● **Problem details**
Return the data exactly, but only from the line containing "Can you see the child with short" through its last line.
== Segment start ==
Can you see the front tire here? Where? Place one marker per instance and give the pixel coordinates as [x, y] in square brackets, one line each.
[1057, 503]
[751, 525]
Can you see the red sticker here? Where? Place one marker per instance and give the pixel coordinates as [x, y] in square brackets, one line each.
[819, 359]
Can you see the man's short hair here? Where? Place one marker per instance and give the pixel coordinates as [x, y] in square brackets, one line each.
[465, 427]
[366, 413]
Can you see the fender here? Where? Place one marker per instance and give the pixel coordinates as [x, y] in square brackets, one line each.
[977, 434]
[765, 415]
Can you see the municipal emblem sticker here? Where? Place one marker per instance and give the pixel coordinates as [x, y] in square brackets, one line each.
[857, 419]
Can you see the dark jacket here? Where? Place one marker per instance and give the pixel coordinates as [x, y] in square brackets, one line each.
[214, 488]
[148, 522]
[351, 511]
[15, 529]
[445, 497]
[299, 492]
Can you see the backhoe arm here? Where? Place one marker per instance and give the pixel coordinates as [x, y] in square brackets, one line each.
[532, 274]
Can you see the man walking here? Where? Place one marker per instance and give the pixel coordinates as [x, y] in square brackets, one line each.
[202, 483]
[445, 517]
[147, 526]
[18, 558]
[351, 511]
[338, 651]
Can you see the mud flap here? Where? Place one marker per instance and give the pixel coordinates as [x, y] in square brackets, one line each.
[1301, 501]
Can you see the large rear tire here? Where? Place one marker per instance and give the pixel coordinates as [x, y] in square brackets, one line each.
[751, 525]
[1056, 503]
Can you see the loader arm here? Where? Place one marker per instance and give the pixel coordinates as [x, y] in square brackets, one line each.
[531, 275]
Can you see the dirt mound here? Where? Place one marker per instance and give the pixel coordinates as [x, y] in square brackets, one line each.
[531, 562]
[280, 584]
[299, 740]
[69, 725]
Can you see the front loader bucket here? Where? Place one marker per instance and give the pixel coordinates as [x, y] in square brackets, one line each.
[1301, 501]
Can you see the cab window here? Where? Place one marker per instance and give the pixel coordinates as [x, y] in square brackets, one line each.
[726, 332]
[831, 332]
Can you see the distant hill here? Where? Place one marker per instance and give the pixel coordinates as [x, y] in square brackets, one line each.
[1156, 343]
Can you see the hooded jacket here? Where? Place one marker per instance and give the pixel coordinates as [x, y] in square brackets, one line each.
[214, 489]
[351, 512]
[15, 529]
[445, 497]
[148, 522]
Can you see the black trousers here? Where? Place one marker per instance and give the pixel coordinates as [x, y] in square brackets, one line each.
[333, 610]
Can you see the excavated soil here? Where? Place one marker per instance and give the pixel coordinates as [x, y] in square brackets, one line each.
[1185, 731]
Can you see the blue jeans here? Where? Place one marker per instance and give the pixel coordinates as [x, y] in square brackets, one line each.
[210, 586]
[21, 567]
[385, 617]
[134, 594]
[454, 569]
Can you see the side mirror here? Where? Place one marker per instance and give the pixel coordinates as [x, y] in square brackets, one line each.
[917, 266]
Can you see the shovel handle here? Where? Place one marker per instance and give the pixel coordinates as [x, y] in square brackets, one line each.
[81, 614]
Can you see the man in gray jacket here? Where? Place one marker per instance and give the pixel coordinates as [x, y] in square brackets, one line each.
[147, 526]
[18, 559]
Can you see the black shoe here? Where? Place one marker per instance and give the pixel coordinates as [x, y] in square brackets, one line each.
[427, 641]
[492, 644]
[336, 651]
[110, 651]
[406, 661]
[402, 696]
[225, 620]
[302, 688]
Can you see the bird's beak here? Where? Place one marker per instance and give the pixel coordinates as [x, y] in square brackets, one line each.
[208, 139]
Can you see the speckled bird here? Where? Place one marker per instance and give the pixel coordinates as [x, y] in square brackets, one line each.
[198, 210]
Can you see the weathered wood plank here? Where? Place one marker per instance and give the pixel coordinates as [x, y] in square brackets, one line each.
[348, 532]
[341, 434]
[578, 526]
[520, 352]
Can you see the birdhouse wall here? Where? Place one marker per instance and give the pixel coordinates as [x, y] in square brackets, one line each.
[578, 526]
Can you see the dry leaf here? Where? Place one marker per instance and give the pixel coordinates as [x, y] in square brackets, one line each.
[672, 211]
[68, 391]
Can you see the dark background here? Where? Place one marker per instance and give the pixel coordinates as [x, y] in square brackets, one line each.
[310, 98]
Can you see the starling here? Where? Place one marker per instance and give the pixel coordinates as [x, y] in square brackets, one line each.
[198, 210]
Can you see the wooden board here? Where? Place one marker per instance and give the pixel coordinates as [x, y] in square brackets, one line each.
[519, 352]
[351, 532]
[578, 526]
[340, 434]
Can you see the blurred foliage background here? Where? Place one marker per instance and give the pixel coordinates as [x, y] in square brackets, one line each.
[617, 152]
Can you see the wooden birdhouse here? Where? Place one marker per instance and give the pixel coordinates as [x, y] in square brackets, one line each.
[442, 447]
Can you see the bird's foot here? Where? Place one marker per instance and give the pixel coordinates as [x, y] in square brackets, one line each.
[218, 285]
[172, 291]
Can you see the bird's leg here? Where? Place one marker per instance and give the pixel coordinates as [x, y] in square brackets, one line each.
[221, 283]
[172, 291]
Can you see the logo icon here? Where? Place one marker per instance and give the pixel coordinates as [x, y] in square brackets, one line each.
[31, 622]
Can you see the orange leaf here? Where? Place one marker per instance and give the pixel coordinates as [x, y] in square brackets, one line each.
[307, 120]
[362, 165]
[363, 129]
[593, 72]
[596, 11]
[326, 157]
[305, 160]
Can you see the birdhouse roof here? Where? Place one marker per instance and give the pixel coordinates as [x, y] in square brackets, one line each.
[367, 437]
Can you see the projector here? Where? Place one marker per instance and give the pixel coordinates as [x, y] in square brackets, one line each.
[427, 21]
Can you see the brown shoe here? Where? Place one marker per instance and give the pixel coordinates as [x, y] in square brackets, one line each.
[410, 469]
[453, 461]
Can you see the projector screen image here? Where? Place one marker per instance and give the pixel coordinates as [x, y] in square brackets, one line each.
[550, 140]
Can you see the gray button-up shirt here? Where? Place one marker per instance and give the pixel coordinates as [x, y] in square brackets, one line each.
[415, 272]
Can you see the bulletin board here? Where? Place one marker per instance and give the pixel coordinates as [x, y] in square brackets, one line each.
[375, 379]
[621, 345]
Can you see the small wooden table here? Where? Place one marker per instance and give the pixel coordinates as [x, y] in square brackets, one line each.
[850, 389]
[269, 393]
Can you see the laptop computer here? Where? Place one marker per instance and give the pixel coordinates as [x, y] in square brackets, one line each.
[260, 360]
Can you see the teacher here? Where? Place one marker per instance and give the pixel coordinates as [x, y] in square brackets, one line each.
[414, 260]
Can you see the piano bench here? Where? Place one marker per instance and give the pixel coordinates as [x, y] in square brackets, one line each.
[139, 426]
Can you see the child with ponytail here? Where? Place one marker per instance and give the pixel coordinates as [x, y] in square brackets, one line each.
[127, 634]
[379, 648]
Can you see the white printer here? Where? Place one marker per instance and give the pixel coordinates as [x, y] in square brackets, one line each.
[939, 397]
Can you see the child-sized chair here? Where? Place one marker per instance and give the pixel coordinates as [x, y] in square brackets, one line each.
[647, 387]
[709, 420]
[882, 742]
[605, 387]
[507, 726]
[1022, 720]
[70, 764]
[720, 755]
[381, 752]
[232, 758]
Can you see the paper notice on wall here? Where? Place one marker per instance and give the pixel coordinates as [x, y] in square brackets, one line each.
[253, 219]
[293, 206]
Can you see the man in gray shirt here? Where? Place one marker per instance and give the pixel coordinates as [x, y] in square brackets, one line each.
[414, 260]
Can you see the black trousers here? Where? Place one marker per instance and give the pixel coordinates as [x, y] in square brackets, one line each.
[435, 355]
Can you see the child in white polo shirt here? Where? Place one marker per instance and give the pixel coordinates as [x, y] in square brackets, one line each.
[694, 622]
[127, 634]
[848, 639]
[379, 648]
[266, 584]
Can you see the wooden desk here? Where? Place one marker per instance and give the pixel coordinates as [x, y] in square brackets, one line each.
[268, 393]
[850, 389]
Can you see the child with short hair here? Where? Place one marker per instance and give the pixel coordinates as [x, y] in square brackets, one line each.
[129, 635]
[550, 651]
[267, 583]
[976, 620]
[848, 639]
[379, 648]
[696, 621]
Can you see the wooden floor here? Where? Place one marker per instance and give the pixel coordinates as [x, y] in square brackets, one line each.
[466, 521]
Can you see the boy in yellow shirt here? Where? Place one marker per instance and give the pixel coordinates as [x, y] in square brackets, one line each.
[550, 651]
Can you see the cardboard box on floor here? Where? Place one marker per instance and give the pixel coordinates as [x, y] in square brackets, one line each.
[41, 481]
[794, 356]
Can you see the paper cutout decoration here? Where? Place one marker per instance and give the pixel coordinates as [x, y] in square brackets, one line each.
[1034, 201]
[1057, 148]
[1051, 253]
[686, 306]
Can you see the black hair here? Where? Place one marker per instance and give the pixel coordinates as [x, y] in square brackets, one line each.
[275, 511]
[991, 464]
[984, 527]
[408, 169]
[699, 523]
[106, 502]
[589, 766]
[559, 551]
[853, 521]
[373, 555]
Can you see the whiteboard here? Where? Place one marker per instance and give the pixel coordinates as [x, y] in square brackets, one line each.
== Segment end ==
● **Written reply**
Can you see the child with short hair here? Where? Place one marker per instance and give the pixel coordinates as [x, y] in square brackets, one line each.
[129, 635]
[550, 651]
[267, 583]
[976, 620]
[848, 639]
[379, 648]
[696, 621]
Can you see the wooden floor here? Where? Place one marker per instance and give the pixel coordinates as [x, y] in square brackets, one line each.
[466, 521]
Can you see the boy in yellow shirt here? Where? Place one marker per instance and give the pixel coordinates as [x, y] in square brackets, one line each.
[550, 651]
Can you see the cardboard box on floor here? Where? Place one marker per instance and give the pixel coordinates as [x, y] in square brackets, one line each.
[41, 481]
[794, 356]
Can you see the paper cutout decoration here? Where? Place one marker per instance and give the pixel coordinates as [x, y] in square brackets, one line each.
[1034, 201]
[1057, 148]
[1051, 253]
[686, 306]
Can you see the black hair here? Where? Place one marker per instance and give the pixel coordinates as [x, y] in square brackets, one line each.
[275, 511]
[991, 464]
[984, 527]
[408, 169]
[699, 523]
[106, 502]
[589, 766]
[559, 551]
[853, 521]
[373, 555]
Can you see the whiteboard here? Where? Place one marker per instance and give the pixel coordinates as [x, y] in square brackets, one line each.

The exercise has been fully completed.